# Goal 1
In the region labeling listing, turn the lines into a numbered list, leaving out any blank lines. Begin at the line that has "It would be wonderful if you could pinpoint every terracotta" and stop after the line that has "[0,90,366,368]".

IT Accessibility Committee December 2005 Newsletter
### Edited by Joel Obuchowski
MEMBERS URGED TO "ADOPT A SECTION" AT DECEMBER COMMITTEE MEETING
In preparation for several Spring presentations, we need to update portions of our Curriculum. To keep this task from becoming overwhelming for any one member of the Committee, we are asking each committee member to consider adopting a section of our Curriculum site to review and recommend updates. Please take a few minutes and look over the curriculum section http://www.nysforum.org/accessibility/resources/curriculum/index.html
to see if there's a particular section that catches your interest. Marilyn Cordell and Betsey Miller from OFT have volunteered to review our newly redesigned "NYS Policy & Standards" section.
We will also be discussing a project that we've asked a student from SUNYA to tackle: to take a random snapshot of agency web sites prior to the joint GOER/PEF training series on Successful Web Communications. Our goal is to assess the same sites again after training has been completed to quantify any improvement.
The December committee meeting will be held on December 8, from 2:30 - 4:00 at the Forum offices, 411 State Street, Albany.

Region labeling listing

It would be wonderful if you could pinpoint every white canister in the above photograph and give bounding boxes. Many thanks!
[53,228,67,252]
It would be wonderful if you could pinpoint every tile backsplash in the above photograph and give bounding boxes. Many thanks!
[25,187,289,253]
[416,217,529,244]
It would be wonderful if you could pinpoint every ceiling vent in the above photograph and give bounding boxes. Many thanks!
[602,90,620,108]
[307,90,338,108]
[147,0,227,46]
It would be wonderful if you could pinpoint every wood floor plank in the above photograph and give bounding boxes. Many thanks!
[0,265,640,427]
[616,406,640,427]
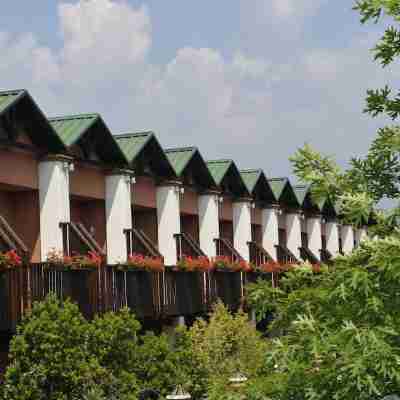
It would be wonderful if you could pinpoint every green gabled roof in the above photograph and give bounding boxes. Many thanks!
[207,160,235,186]
[115,132,155,163]
[293,185,310,205]
[164,147,198,176]
[49,114,100,147]
[0,89,65,153]
[240,169,264,193]
[0,89,27,115]
[115,131,176,177]
[49,113,127,165]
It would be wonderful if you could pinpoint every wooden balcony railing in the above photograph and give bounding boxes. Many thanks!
[174,232,206,260]
[247,242,274,267]
[214,238,243,261]
[124,228,163,258]
[0,215,28,255]
[60,222,105,256]
[299,247,320,264]
[275,244,299,265]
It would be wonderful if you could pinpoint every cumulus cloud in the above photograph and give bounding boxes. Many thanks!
[0,0,396,175]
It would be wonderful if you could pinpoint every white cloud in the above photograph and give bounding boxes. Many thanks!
[0,0,396,175]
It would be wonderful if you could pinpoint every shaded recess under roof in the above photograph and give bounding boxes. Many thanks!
[115,132,176,179]
[268,178,300,208]
[207,160,250,196]
[240,169,278,204]
[49,114,127,167]
[0,90,65,153]
[164,147,217,189]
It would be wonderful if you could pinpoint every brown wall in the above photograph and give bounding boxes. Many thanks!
[0,149,38,189]
[71,199,106,249]
[70,163,105,200]
[136,176,157,208]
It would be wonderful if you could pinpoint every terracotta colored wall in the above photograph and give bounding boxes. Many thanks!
[181,215,200,243]
[0,149,38,189]
[70,164,105,200]
[0,191,40,262]
[220,197,233,221]
[136,176,157,208]
[71,199,106,248]
[133,208,158,246]
[181,188,199,215]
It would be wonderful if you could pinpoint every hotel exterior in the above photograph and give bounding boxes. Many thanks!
[0,90,366,368]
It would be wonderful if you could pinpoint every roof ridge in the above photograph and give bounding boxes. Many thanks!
[268,176,289,181]
[206,158,234,164]
[164,146,198,153]
[49,113,101,121]
[0,89,28,96]
[113,131,154,139]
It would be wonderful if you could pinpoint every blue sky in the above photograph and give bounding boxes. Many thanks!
[0,0,398,176]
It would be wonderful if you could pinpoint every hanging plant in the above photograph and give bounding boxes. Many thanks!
[47,251,103,270]
[176,256,213,272]
[119,254,165,272]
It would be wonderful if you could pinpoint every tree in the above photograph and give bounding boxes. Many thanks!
[248,237,400,400]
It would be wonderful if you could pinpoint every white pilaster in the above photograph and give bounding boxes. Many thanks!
[106,171,132,265]
[341,225,354,254]
[286,212,301,260]
[198,193,219,258]
[355,226,368,247]
[38,156,72,262]
[306,216,322,260]
[233,199,252,261]
[261,207,280,261]
[157,182,181,265]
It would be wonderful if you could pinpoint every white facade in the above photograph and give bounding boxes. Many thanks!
[261,207,280,261]
[232,199,252,261]
[38,158,72,262]
[156,182,181,265]
[106,171,132,264]
[306,216,322,260]
[325,221,339,257]
[286,212,301,260]
[341,225,354,254]
[198,193,220,258]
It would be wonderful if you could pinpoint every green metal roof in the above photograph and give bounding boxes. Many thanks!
[49,114,100,147]
[164,147,198,177]
[49,113,127,165]
[240,169,264,193]
[115,132,157,163]
[0,89,27,114]
[207,160,234,186]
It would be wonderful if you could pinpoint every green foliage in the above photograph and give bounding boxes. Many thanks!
[248,237,400,400]
[4,297,110,400]
[188,303,266,400]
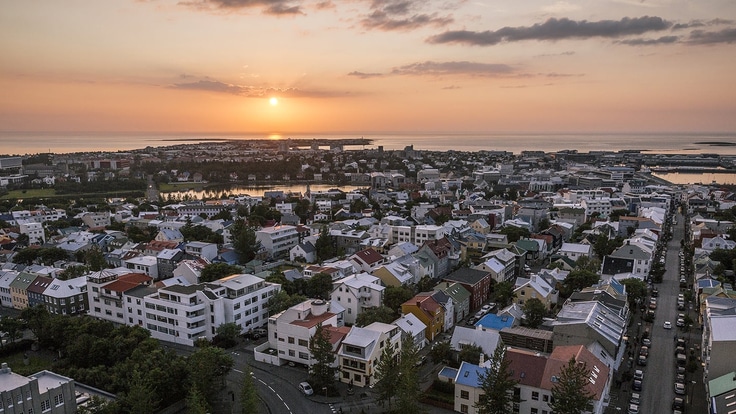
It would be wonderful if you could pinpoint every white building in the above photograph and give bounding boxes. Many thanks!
[256,225,299,258]
[331,273,385,325]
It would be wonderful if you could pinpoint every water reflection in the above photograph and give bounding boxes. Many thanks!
[161,184,364,200]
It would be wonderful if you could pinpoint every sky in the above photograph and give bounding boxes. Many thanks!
[0,0,736,133]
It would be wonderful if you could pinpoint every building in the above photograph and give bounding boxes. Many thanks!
[268,299,348,367]
[0,362,77,414]
[337,322,402,387]
[330,273,386,325]
[256,225,299,258]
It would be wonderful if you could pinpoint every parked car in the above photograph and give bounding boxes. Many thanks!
[297,381,314,395]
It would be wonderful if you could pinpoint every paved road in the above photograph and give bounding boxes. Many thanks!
[640,215,684,413]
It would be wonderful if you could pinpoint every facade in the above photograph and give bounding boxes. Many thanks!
[256,226,299,258]
[330,273,386,325]
[337,322,402,387]
[0,362,77,414]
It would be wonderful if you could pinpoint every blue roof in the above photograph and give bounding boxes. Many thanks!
[455,361,485,388]
[698,279,721,289]
[475,313,514,331]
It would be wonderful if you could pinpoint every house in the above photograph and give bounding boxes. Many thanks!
[401,292,445,342]
[268,299,348,367]
[434,282,470,325]
[330,273,386,325]
[349,248,386,273]
[512,275,559,309]
[256,225,299,258]
[0,362,77,414]
[557,243,593,262]
[443,267,492,312]
[337,322,402,387]
[391,313,427,350]
[289,241,317,263]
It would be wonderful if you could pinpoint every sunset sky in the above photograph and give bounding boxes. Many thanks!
[0,0,736,133]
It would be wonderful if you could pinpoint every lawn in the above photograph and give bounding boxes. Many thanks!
[0,188,56,200]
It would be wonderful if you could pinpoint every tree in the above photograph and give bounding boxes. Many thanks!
[230,220,261,263]
[213,322,240,348]
[560,269,599,298]
[199,263,243,283]
[493,281,514,308]
[621,277,648,309]
[306,273,332,300]
[374,343,399,411]
[314,226,337,262]
[187,346,233,404]
[475,343,519,414]
[240,365,261,414]
[549,358,595,414]
[522,298,547,329]
[396,336,420,414]
[457,344,485,365]
[267,290,307,315]
[309,323,336,391]
[355,306,397,327]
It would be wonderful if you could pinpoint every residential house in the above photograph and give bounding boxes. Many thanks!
[401,292,445,342]
[434,282,470,325]
[337,322,402,387]
[330,273,386,325]
[444,267,492,312]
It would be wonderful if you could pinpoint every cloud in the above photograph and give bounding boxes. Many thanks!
[361,0,453,31]
[348,71,384,79]
[617,36,680,46]
[169,79,354,98]
[179,0,304,15]
[391,61,516,77]
[688,28,736,45]
[427,16,672,46]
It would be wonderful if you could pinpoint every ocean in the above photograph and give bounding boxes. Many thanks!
[0,131,736,155]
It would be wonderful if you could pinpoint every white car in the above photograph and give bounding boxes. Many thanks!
[298,381,314,395]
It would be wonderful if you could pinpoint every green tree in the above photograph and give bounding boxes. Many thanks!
[187,386,210,414]
[493,281,514,308]
[240,365,261,414]
[199,263,243,283]
[267,290,307,315]
[457,344,485,365]
[475,343,519,414]
[549,358,595,414]
[355,306,397,326]
[314,226,337,262]
[383,285,414,313]
[309,323,336,391]
[560,268,599,298]
[120,370,160,414]
[374,343,400,411]
[499,226,531,243]
[429,341,452,364]
[230,220,261,263]
[306,273,332,300]
[213,322,240,348]
[187,346,233,404]
[621,277,648,309]
[522,298,547,329]
[396,336,421,414]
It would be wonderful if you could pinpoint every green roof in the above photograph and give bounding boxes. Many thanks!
[708,371,736,397]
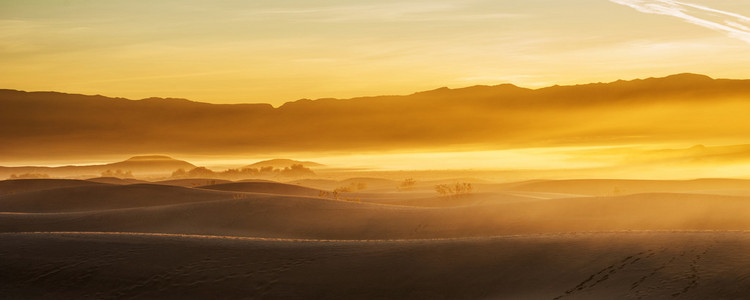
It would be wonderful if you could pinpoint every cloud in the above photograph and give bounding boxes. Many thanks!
[609,0,750,43]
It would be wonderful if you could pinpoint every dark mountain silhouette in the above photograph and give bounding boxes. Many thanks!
[0,155,195,178]
[0,74,750,162]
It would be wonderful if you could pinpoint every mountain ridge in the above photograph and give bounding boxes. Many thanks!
[0,73,750,164]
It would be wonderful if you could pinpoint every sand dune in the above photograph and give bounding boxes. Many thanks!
[198,181,321,196]
[0,184,232,213]
[0,183,750,239]
[0,179,106,195]
[0,180,750,299]
[0,232,750,299]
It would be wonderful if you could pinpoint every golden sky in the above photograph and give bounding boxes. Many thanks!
[0,0,750,105]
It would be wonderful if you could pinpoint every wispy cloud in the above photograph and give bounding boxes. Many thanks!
[609,0,750,43]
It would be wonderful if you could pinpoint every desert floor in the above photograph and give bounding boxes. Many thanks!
[0,179,750,299]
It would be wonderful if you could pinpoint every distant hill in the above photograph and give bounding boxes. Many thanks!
[0,74,750,163]
[243,158,325,169]
[0,155,196,178]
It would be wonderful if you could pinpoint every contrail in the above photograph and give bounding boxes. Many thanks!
[609,0,750,43]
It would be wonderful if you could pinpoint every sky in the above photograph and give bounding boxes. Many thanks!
[0,0,750,106]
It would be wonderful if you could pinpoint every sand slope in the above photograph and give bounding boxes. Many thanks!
[0,184,232,213]
[0,191,750,239]
[0,232,750,299]
[0,179,106,195]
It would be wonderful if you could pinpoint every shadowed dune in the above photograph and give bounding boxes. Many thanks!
[0,179,102,195]
[0,185,750,239]
[0,184,232,213]
[198,181,321,197]
[0,232,750,299]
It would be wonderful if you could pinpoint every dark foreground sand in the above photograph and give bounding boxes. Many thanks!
[0,232,750,299]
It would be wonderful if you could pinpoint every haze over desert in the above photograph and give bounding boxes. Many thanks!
[0,0,750,300]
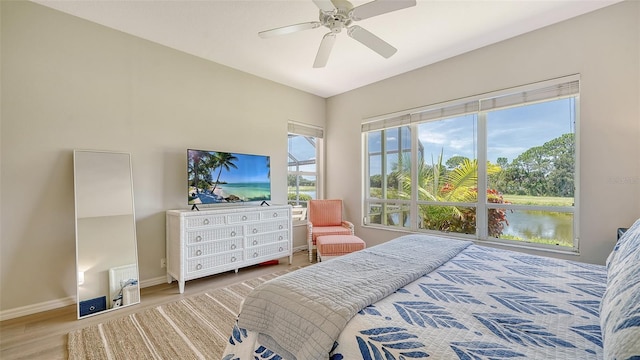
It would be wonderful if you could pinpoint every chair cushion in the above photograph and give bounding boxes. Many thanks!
[309,200,342,227]
[313,224,351,244]
[317,235,366,256]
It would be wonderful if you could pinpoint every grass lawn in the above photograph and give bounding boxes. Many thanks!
[502,194,573,206]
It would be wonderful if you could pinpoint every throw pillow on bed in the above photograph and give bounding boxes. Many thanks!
[600,219,640,360]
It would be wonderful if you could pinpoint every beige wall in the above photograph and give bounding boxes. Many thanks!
[327,1,640,264]
[0,1,325,311]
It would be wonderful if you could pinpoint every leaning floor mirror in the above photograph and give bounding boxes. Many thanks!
[73,150,140,319]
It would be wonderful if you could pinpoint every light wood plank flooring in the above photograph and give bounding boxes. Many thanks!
[0,251,309,360]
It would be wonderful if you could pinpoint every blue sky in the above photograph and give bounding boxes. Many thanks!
[418,99,574,163]
[369,98,575,174]
[206,154,269,184]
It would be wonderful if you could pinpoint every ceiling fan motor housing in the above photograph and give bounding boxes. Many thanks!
[320,0,353,33]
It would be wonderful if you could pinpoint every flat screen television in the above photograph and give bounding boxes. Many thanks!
[187,149,271,205]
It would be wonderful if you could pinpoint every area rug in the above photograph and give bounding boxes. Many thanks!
[68,268,298,360]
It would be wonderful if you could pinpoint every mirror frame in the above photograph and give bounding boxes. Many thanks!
[73,149,140,319]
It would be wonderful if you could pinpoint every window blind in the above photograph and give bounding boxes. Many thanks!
[287,121,324,139]
[361,75,580,132]
[480,80,580,111]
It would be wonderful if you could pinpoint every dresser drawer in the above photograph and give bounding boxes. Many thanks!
[187,238,242,258]
[260,208,290,220]
[245,241,290,260]
[227,212,260,224]
[187,251,243,273]
[185,215,226,228]
[247,231,289,247]
[246,219,289,236]
[186,225,244,244]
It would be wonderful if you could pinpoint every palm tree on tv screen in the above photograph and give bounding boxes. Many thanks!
[212,152,238,192]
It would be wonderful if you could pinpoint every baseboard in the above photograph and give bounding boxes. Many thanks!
[293,245,309,253]
[140,275,167,288]
[0,276,167,321]
[0,296,76,321]
[0,253,307,321]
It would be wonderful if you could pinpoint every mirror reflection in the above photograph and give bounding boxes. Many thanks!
[73,150,140,318]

# Goal 2
Go on with the accessibility committee newsletter from the point where it stops.

# Written reply 1
1. It would be wonderful if you could pinpoint every terracotta colored wall in the above photograph and give bounding boxes. Many thanks!
2. [181,215,200,243]
3. [0,149,38,189]
4. [70,164,105,200]
5. [0,191,40,262]
6. [220,197,233,221]
7. [136,176,157,208]
8. [71,199,106,248]
9. [133,208,158,246]
10. [181,188,199,215]
11. It would be wonderful if you could pinpoint every hotel exterior in the above photograph and give bounding boxes. Many thanks!
12. [0,90,366,368]

# Written reply 2
SUCCESSFUL WEB COMMUNICATIONS ENROLLMENT STILL OPEN
For NYS Executive Branch employees represented by the Public Employees Federation (PEF), or those employees who have been designated Management/Confidential, there is still time to register for one or more of the Successful Web Communications series of courses being sponsored jointly by the Governor's Office of Employee Relations (GOER) and PEF. The series consists of two tracks, one for executives, public information officers, and program managers, and a technical one for the people doing web development. These classes are free of charge for those in the target population.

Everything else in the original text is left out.